[begin ENTRIES]
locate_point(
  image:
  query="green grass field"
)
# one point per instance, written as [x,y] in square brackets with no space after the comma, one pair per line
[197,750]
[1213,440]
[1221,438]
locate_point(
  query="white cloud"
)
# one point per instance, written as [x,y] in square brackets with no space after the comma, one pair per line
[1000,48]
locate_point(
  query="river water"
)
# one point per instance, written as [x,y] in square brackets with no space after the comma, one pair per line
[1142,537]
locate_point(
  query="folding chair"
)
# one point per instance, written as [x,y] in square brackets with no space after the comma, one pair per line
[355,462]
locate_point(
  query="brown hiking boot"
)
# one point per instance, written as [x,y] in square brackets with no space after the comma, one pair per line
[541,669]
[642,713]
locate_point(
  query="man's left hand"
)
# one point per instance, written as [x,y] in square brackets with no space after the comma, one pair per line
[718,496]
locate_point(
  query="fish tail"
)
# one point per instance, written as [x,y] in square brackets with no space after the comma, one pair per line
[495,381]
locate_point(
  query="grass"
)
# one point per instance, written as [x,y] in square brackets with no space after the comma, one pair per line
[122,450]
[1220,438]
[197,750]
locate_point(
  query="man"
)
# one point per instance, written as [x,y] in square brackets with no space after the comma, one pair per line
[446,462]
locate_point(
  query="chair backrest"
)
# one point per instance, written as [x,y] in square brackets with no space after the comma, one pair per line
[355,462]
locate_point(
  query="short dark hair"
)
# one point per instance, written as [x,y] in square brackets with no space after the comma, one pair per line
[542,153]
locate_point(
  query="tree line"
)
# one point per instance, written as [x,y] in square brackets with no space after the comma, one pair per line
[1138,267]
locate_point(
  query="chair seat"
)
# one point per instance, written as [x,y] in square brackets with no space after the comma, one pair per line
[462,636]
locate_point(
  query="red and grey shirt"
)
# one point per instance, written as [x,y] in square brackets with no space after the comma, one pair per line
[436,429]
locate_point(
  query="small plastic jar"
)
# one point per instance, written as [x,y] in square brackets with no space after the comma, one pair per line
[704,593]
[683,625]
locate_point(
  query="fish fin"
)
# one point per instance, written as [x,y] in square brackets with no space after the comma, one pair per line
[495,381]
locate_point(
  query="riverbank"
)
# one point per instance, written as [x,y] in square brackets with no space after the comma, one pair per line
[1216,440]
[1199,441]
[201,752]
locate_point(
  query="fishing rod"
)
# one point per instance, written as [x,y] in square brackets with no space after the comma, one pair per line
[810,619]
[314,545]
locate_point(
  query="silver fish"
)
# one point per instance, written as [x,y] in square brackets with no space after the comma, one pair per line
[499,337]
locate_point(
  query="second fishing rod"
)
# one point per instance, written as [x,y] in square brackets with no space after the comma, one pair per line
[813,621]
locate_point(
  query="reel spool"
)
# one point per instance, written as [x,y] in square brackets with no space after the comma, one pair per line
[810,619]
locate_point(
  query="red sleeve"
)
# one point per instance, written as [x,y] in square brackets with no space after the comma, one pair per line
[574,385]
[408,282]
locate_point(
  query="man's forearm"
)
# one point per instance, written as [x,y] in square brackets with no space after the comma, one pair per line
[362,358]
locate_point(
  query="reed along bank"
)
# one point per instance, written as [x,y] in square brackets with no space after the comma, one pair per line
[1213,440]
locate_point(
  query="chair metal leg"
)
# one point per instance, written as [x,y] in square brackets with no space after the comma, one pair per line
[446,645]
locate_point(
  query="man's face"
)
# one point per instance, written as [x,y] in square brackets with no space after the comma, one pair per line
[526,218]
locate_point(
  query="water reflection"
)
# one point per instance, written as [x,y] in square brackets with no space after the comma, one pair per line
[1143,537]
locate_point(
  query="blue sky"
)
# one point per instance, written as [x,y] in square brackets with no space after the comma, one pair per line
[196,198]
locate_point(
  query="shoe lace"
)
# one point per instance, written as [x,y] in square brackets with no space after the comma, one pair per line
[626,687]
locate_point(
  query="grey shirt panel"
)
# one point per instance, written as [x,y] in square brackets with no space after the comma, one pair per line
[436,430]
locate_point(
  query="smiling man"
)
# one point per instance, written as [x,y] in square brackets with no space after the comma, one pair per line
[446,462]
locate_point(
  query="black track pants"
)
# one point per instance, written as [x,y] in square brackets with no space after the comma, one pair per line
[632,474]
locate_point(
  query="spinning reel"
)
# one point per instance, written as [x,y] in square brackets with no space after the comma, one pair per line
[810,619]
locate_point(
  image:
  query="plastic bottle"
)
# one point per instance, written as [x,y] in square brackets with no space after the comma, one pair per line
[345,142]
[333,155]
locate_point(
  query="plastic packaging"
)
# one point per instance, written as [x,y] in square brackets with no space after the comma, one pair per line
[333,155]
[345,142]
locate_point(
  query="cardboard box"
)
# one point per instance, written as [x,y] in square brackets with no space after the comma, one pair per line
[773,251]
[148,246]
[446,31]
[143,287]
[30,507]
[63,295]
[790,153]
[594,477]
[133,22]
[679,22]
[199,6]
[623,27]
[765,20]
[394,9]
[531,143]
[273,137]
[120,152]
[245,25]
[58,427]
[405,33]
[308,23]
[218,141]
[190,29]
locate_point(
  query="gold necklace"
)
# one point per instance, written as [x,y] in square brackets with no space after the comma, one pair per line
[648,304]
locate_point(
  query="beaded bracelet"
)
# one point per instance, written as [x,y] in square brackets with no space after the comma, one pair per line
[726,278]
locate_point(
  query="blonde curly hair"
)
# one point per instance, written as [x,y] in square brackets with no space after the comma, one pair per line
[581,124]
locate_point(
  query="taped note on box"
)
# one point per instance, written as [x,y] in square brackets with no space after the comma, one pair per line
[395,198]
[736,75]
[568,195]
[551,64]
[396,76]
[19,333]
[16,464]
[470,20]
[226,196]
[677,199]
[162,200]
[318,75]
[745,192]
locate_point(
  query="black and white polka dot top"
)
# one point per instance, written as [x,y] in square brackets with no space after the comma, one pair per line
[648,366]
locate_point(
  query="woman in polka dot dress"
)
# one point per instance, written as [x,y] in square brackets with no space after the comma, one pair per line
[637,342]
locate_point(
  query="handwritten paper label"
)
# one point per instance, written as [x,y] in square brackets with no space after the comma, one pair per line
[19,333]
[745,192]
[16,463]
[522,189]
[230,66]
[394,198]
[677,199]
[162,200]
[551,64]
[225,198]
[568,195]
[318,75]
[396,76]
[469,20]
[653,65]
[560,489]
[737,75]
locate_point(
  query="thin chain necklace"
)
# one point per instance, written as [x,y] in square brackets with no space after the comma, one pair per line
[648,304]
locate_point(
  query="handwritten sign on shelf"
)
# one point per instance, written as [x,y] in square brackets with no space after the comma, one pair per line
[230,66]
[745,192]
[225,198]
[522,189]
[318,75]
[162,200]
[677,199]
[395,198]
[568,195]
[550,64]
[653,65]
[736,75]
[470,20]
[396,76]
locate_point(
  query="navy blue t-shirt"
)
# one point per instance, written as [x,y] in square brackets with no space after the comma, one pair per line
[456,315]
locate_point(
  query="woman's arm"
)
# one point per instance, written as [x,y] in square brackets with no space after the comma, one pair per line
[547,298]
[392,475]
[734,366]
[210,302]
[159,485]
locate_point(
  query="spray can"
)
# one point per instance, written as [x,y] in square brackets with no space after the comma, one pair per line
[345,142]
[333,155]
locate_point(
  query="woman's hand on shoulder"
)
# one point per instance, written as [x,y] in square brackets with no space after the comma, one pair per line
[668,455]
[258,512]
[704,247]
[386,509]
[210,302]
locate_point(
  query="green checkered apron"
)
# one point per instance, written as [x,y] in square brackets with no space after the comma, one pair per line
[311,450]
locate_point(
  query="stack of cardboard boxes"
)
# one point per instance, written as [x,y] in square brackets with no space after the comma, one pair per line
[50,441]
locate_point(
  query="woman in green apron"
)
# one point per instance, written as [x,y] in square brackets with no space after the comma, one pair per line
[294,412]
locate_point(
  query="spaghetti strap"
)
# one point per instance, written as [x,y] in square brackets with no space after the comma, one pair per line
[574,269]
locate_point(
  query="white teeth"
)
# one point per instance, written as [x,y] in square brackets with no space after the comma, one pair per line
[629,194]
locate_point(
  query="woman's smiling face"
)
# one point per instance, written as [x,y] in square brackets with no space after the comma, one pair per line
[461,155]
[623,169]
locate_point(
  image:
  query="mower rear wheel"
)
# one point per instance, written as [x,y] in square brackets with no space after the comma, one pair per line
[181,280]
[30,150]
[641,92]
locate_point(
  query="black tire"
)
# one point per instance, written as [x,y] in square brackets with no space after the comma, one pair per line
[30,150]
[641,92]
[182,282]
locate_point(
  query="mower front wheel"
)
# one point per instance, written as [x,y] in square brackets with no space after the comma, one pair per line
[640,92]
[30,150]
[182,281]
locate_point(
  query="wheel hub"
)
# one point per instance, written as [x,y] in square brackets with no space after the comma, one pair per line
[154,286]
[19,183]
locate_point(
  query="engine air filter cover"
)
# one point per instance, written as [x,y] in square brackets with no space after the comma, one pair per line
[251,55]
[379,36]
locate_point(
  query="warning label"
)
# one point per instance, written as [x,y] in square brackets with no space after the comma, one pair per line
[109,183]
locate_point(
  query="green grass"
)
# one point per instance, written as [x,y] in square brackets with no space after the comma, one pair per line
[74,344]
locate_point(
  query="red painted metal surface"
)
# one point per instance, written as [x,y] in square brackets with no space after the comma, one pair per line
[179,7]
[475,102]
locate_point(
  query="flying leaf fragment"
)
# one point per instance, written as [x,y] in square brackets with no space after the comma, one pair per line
[end ENTRIES]
Collect every line of the material that contains the string "chair" and list those lines in order.

TASK ANSWER:
  query="folding chair"
  query="chair backrest"
  query="chair seat"
  query="chair metal leg"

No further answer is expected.